-- start --

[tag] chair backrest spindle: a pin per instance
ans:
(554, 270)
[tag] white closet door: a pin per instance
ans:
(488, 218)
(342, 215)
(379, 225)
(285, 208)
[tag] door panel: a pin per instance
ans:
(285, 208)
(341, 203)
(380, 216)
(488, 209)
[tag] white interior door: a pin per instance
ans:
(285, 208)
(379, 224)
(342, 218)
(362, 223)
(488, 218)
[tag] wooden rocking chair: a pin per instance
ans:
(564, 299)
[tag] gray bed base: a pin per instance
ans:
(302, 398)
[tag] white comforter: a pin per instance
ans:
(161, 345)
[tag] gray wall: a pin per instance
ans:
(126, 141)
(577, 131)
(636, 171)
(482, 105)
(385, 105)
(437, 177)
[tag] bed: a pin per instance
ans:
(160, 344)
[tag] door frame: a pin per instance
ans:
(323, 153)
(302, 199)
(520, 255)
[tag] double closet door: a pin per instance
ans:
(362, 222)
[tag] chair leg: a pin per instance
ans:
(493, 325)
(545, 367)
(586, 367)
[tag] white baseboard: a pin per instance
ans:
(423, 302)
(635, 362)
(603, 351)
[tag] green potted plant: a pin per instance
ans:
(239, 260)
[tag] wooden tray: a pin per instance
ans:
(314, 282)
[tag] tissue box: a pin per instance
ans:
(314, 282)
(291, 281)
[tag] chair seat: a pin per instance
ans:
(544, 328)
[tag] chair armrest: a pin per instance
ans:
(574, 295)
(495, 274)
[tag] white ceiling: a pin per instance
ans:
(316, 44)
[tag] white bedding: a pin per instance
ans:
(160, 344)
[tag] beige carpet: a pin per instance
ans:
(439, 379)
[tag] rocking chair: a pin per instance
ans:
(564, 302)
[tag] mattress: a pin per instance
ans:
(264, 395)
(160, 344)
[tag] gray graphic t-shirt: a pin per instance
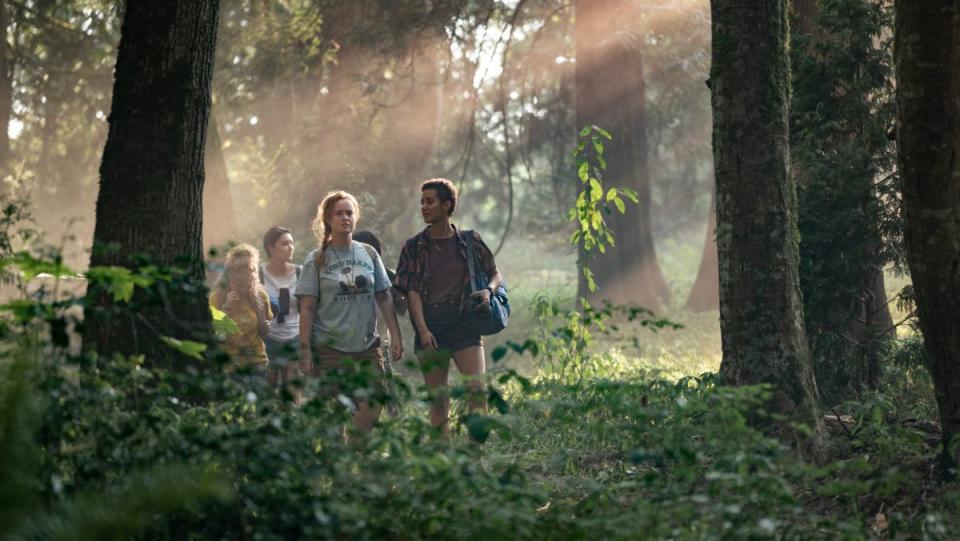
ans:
(346, 316)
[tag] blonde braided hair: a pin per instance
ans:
(321, 223)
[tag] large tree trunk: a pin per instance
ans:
(6, 89)
(927, 50)
(705, 294)
(152, 174)
(836, 75)
(610, 94)
(761, 315)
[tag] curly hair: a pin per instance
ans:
(445, 189)
(237, 257)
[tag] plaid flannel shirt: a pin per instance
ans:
(413, 269)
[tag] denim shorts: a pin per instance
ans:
(447, 326)
(282, 353)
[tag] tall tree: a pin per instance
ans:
(152, 175)
(610, 93)
(761, 314)
(841, 111)
(6, 87)
(927, 52)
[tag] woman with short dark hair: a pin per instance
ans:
(433, 271)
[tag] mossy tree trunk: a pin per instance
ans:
(150, 207)
(6, 88)
(927, 51)
(761, 314)
(610, 93)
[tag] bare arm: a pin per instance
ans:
(261, 304)
(308, 305)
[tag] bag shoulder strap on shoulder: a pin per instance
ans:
(471, 254)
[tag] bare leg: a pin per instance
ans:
(472, 365)
(289, 375)
(272, 375)
(436, 368)
(365, 417)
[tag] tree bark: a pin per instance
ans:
(150, 206)
(610, 93)
(927, 51)
(761, 315)
(6, 89)
(705, 294)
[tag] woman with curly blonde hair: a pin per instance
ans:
(240, 295)
(342, 284)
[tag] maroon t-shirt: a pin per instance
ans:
(447, 271)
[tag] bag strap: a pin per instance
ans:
(371, 251)
(471, 257)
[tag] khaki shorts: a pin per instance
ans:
(359, 371)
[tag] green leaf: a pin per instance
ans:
(222, 324)
(479, 426)
(603, 132)
(620, 205)
(584, 171)
(495, 399)
(189, 348)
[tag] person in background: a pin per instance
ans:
(433, 271)
(240, 295)
(342, 284)
(279, 277)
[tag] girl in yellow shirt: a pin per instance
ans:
(240, 295)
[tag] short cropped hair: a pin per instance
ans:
(445, 189)
(272, 236)
(367, 237)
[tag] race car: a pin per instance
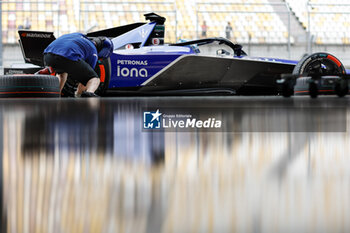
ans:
(142, 64)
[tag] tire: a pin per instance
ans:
(103, 70)
(29, 86)
(308, 66)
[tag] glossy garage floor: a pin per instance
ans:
(87, 165)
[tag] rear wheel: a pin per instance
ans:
(29, 86)
(312, 68)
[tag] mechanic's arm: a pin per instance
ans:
(92, 60)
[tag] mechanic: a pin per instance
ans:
(76, 55)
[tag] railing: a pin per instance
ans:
(249, 8)
(314, 9)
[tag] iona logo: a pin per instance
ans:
(133, 72)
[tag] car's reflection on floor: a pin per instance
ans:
(89, 166)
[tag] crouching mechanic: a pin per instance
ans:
(76, 55)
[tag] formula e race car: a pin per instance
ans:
(142, 64)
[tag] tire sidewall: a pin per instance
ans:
(303, 63)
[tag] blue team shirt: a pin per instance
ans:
(74, 46)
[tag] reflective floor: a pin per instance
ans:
(90, 165)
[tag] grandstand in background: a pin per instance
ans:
(306, 23)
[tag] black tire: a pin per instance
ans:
(103, 70)
(311, 65)
(29, 86)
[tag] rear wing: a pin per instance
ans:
(33, 44)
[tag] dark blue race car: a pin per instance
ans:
(143, 65)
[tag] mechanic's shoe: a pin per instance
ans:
(88, 94)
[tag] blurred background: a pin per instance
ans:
(282, 28)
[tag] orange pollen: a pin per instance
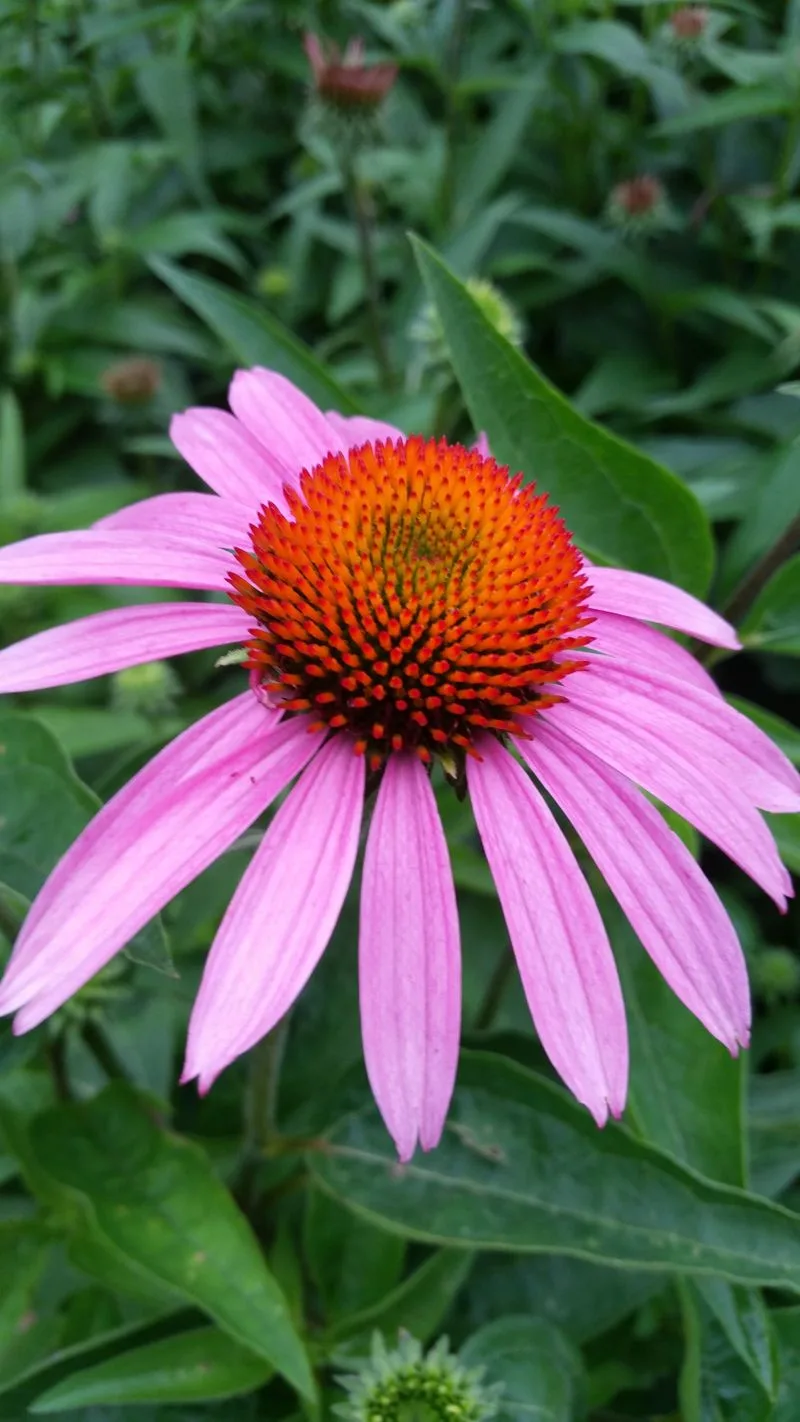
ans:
(414, 596)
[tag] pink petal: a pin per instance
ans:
(681, 779)
(722, 741)
(286, 423)
(201, 518)
(114, 556)
(121, 637)
(637, 644)
(355, 430)
(283, 913)
(409, 959)
(563, 954)
(660, 888)
(650, 599)
(158, 834)
(228, 458)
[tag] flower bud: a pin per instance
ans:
(148, 690)
(131, 381)
(343, 80)
(407, 1382)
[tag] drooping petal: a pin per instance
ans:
(354, 430)
(563, 954)
(725, 742)
(283, 420)
(228, 458)
(409, 959)
(677, 777)
(661, 889)
(201, 518)
(115, 639)
(282, 915)
(637, 644)
(158, 834)
(114, 556)
(650, 599)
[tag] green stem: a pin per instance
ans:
(103, 1052)
(495, 991)
(453, 64)
(365, 249)
(745, 595)
(266, 1060)
(783, 177)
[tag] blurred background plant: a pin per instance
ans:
(188, 186)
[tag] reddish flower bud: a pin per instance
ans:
(344, 80)
(689, 22)
(637, 196)
(131, 381)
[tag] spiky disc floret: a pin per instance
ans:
(405, 1382)
(414, 596)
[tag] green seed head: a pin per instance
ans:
(408, 1385)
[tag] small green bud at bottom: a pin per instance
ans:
(408, 1385)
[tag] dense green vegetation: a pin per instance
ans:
(604, 202)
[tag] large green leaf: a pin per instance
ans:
(773, 622)
(252, 334)
(537, 1367)
(188, 1367)
(419, 1304)
(776, 505)
(523, 1168)
(154, 1198)
(620, 504)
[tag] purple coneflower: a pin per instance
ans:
(402, 603)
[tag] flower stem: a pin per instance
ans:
(745, 595)
(495, 991)
(260, 1107)
(367, 253)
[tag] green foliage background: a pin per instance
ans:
(171, 191)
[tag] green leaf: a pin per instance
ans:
(351, 1263)
(743, 1318)
(780, 731)
(716, 1384)
(539, 1368)
(168, 91)
(157, 1200)
(506, 1176)
(773, 622)
(12, 450)
(687, 1091)
(23, 1253)
(762, 101)
(253, 336)
(419, 1304)
(189, 1367)
(776, 506)
(621, 506)
(617, 44)
(775, 1131)
(787, 1331)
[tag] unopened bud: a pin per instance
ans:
(148, 690)
(343, 80)
(407, 1382)
(689, 22)
(131, 381)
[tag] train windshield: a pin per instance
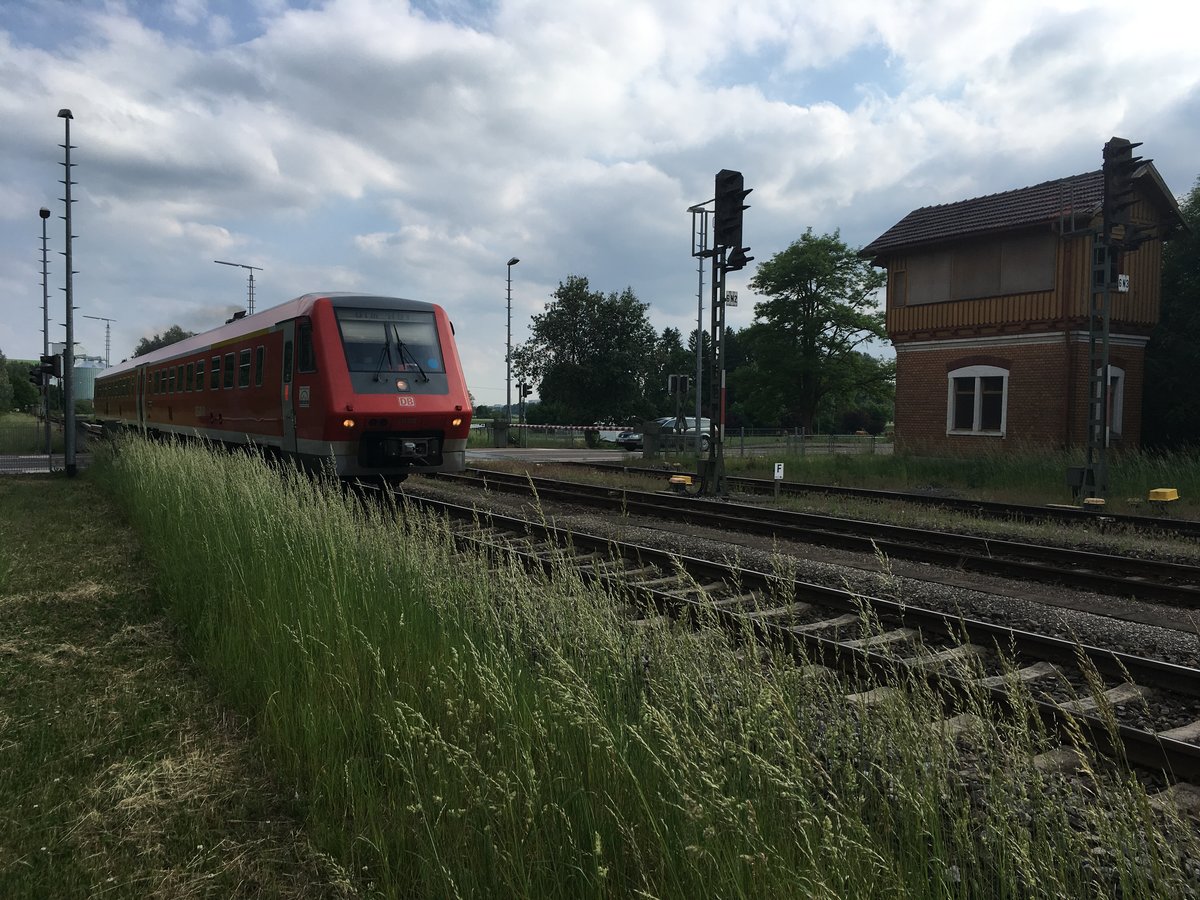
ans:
(390, 341)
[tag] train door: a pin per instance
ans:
(141, 399)
(287, 399)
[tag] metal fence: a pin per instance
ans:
(23, 448)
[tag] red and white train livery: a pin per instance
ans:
(372, 384)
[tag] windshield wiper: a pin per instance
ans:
(385, 353)
(406, 352)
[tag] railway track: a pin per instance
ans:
(990, 509)
(1149, 580)
(1155, 705)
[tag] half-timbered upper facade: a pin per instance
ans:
(988, 307)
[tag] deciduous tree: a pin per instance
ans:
(821, 309)
(172, 335)
(589, 354)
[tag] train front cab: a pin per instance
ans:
(375, 388)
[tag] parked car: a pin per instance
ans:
(633, 439)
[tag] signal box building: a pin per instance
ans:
(988, 307)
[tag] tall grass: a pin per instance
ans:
(459, 727)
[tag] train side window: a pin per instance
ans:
(306, 360)
(244, 369)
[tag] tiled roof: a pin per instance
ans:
(1042, 203)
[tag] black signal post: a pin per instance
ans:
(729, 256)
(1120, 165)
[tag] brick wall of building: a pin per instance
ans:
(1047, 394)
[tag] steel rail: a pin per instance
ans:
(990, 509)
(1125, 576)
(1179, 759)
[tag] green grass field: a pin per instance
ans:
(451, 727)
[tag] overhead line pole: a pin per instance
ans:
(69, 351)
(250, 282)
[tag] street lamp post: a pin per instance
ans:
(69, 351)
(46, 328)
(250, 283)
(508, 354)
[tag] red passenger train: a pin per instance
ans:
(371, 384)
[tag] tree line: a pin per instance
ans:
(802, 363)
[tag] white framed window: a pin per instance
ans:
(1116, 400)
(977, 401)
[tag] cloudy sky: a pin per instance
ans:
(413, 148)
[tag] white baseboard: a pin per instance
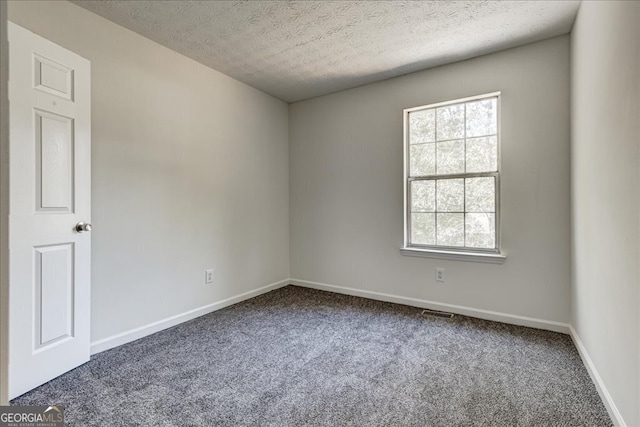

-- end --

How many lines in the data above contain the word "large"? Reply with the number only.

2